Items listed in a dataset
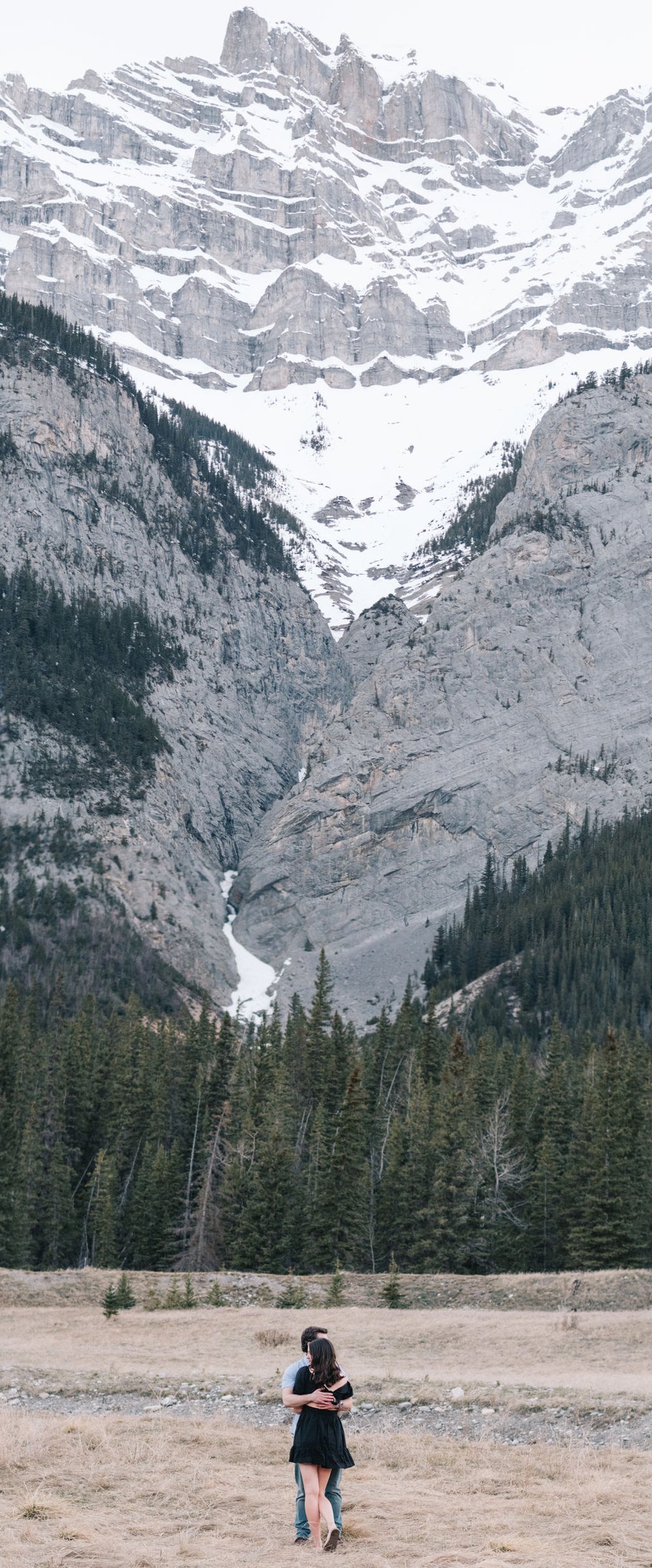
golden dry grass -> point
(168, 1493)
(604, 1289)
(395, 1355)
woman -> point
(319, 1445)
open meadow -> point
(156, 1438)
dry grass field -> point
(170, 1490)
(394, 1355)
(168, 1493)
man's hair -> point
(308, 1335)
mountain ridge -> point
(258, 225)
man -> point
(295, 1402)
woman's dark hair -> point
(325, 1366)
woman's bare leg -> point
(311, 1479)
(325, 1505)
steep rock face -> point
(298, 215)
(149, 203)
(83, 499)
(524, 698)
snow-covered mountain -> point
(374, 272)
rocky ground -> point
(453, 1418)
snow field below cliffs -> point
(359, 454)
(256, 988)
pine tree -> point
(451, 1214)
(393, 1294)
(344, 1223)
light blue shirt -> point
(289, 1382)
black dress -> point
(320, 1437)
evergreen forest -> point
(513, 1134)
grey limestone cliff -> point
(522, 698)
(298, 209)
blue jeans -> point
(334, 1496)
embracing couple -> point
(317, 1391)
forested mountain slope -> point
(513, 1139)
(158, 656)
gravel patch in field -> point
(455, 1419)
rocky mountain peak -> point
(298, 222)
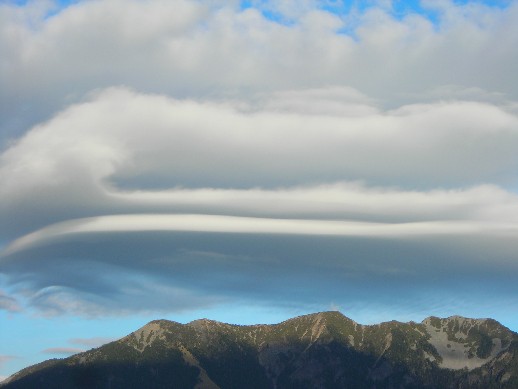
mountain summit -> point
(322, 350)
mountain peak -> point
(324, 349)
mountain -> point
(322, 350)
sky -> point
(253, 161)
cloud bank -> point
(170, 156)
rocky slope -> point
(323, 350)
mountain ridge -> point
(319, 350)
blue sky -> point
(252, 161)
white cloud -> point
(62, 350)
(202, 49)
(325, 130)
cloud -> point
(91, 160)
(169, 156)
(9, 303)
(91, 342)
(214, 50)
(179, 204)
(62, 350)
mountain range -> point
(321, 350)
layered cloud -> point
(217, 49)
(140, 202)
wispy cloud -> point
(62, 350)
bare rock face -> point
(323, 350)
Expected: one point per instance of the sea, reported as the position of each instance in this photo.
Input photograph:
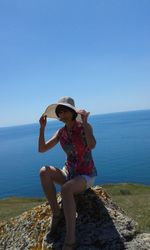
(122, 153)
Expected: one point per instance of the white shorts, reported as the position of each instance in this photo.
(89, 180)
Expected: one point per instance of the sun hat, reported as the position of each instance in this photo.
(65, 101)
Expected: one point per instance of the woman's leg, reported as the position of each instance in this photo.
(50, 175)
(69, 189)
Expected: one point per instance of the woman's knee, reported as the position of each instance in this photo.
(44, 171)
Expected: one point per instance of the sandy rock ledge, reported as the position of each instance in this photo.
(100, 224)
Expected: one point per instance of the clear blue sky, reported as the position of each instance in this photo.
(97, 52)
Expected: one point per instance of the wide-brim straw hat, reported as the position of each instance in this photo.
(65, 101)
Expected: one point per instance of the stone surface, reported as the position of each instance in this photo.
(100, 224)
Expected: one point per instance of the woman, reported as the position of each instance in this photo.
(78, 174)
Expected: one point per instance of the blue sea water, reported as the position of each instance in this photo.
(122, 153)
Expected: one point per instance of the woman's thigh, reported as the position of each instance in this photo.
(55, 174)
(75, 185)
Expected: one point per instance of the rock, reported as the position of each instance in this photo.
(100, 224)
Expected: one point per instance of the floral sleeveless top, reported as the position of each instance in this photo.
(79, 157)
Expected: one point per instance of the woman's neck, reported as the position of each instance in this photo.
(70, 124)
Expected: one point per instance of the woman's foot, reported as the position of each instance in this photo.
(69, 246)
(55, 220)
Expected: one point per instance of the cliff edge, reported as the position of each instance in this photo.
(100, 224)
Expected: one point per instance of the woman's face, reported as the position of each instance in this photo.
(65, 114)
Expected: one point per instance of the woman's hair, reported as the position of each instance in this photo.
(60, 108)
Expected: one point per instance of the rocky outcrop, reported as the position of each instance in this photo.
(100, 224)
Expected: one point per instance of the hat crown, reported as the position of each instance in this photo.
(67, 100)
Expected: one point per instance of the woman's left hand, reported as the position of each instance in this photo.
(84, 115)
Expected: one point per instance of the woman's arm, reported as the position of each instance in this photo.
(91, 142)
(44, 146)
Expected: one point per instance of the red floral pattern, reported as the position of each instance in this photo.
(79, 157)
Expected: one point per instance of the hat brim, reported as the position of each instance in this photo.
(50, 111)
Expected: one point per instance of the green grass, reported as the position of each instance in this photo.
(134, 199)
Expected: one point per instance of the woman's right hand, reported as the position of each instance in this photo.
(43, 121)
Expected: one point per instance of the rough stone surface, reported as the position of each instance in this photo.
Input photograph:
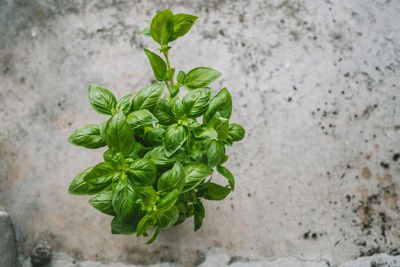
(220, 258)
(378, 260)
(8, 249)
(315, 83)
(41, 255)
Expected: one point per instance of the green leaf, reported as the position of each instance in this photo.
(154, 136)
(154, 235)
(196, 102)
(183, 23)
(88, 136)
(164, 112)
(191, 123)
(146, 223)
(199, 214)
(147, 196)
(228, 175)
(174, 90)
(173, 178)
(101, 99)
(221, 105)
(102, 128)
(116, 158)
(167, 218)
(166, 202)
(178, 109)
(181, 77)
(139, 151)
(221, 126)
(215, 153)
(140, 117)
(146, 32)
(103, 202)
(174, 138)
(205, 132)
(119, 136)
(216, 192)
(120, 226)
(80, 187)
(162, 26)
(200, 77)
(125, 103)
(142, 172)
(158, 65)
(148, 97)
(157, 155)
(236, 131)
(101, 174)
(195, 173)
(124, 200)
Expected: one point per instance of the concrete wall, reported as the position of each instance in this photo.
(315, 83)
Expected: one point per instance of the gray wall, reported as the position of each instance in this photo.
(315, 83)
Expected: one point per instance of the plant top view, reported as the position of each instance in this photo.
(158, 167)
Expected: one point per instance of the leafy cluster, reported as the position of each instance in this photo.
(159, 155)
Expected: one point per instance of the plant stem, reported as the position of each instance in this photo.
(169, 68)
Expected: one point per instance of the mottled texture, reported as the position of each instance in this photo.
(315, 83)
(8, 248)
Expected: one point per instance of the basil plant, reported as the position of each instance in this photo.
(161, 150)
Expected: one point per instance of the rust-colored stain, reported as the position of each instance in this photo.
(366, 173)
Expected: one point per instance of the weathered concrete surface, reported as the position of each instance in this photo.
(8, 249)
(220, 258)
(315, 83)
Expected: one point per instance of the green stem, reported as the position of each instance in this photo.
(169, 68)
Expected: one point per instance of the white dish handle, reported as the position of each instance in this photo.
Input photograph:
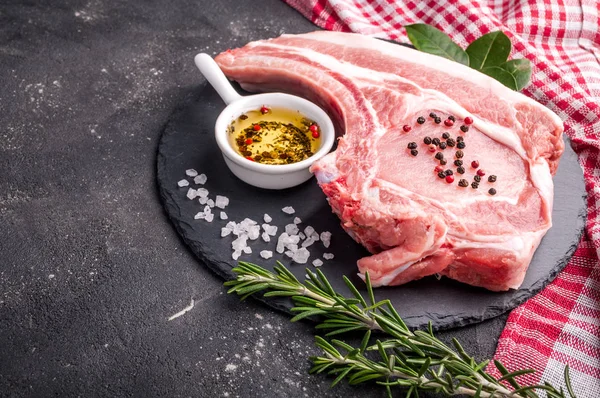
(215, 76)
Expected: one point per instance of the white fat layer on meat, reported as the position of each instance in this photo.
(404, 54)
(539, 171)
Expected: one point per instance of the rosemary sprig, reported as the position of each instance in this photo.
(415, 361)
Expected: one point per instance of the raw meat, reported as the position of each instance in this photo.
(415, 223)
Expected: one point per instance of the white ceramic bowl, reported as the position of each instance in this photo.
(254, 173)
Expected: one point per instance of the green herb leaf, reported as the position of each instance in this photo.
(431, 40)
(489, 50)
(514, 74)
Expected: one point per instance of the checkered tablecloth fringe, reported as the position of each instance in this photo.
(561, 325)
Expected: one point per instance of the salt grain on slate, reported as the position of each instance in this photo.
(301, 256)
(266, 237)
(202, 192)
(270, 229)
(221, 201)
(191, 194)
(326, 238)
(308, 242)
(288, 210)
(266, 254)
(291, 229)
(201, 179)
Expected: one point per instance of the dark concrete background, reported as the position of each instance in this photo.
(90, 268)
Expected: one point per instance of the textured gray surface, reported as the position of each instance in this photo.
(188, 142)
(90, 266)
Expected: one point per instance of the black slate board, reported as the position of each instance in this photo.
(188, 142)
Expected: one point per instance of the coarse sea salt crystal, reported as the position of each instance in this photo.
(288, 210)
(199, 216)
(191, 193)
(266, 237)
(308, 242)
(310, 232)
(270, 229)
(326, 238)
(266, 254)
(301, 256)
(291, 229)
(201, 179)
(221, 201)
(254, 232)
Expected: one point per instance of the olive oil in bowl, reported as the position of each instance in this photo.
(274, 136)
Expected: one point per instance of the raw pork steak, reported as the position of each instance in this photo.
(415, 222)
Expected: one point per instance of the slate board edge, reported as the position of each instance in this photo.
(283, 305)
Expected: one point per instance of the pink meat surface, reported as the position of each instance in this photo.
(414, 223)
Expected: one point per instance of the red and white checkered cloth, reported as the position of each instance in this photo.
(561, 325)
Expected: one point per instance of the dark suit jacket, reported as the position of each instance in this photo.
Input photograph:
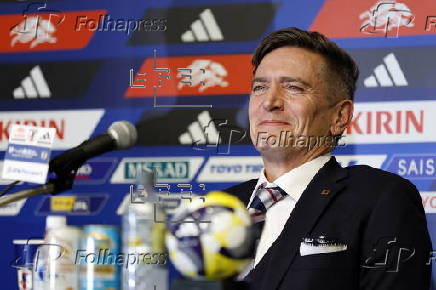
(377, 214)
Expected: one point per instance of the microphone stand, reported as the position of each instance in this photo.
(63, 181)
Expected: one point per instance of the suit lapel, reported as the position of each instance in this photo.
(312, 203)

— INSTRUCTIONS TO FOLLOW —
The answer should be nothing more than the lines from the one with "Expected: one point per instance of the microphone" through the end of the entries, restated word for word.

— FINAL ANSWER —
Expected: one point per instance of the microphone stand, reported as the position of each instance in this photo.
(63, 181)
Expected: one point per instance of the suit lapel, reported as the position of each instance in this photo.
(312, 203)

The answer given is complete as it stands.